DATA ENTRIES ▸
★ ★ ★ ★

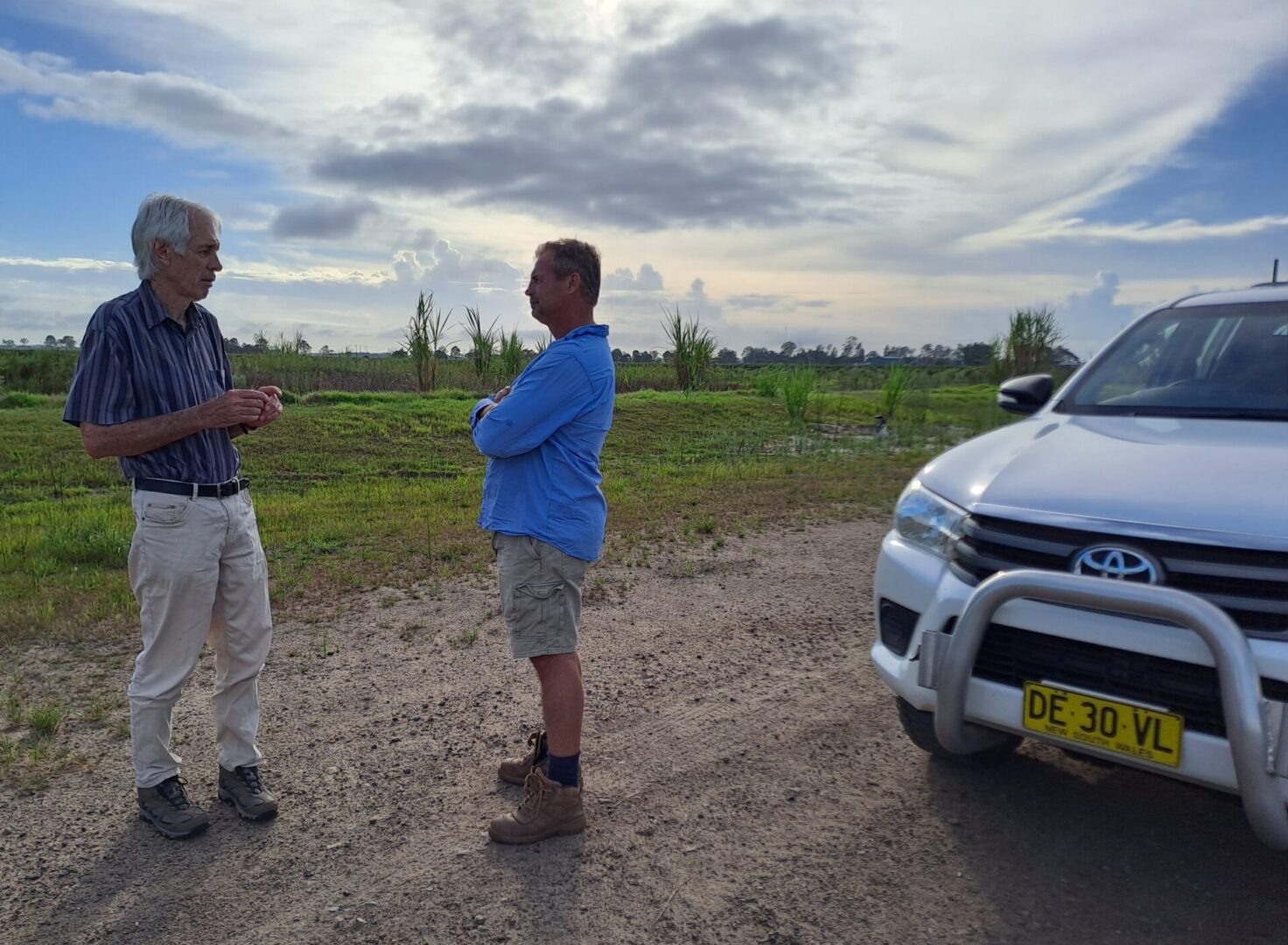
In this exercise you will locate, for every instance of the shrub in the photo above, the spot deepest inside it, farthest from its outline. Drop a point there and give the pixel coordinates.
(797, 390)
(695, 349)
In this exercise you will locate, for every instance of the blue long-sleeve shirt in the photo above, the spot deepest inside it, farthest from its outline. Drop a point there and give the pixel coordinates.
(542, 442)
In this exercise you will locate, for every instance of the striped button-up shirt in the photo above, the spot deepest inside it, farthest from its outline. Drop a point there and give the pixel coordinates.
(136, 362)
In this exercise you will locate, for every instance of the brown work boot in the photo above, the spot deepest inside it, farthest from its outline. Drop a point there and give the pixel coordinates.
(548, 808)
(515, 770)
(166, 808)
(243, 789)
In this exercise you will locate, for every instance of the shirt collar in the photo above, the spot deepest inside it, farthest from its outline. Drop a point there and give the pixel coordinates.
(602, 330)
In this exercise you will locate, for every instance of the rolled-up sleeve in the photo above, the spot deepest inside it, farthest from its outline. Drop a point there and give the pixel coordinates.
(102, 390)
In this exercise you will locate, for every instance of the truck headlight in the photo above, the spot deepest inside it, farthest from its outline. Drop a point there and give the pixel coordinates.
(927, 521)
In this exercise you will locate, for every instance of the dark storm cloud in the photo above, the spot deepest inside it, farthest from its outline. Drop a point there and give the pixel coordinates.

★ ★ ★ ★

DIRECTIVE ▸ Could you write out the material above again, swapping "pixel coordinates" for "x and y values" wherever it appears and keeping everything else unchanged, with the pictures left out?

EXERCISE RESPONSE ▸
In this exercise you will locate, for every instance of the shrub in the photo above, the spot deepest inside it, farthest from its outline. Drop a point there and give the x and y values.
(797, 390)
(695, 349)
In this exercise you will locate, for every instance of the blue long-sleeve shirt in the photo above, the spot deepest inside it, farthest from its outline. Drop a point there and give the x and y values.
(542, 442)
In this exercise you will locate, for every instance of the striped button-up shirt in the photo above, the spot deepest inside it, farthest from its outline. Drop a point there and give the x and y values.
(136, 362)
In this exercise you will locate, for every instance of the brown work boot in the photo above, the spot deepest inside it, farthest from its outline. Drop a point there and give the x and y values.
(548, 808)
(515, 770)
(166, 808)
(243, 789)
In this exercise you will locate, for every instance of the shirt collar in the photo above, the spot deepest inside it, farthest from its outline. Drop a point there and give the x and y values.
(602, 330)
In this exercise you will locate, for every instance of the rolled-up sleeve in the photo above, the spot deepest inside it, farthest from its outline. Drop a point there and give the x and y values.
(102, 390)
In this exercise you will locate, for every instance of the truck headlight in the photo above, the spot deepest inside it, farthest from its outline. Drop a point there and give the x and y values.
(927, 521)
In this exercise you will locate, for every instance of the dark storm cloud in the photo above, the spot deepest inside it, farthest from its outline. Drop a point there and give the x and y values.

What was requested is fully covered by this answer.